## BEGIN

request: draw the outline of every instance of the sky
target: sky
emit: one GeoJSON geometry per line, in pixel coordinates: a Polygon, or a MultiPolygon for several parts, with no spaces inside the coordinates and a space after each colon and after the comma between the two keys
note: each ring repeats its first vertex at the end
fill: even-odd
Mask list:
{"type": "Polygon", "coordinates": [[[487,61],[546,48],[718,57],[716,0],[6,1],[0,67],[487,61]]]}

## END

**TASK OBJECTIVE:** Rewrite the records, changing every "sky" to "clouds" and leaving everything else as it stands.

**CORRECT ANSWER:**
request: draw the outline of every instance of the clouds
target: clouds
emit: one GeoJSON geometry per line, in pixel coordinates: a Polygon, or a MultiPolygon for several parts, with no spaces inside the coordinates and a space after each colon and after the comma between the two keys
note: each ring repeats its first vertex at the end
fill: even-odd
Mask list:
{"type": "Polygon", "coordinates": [[[487,61],[546,48],[718,57],[716,0],[6,1],[0,67],[487,61]]]}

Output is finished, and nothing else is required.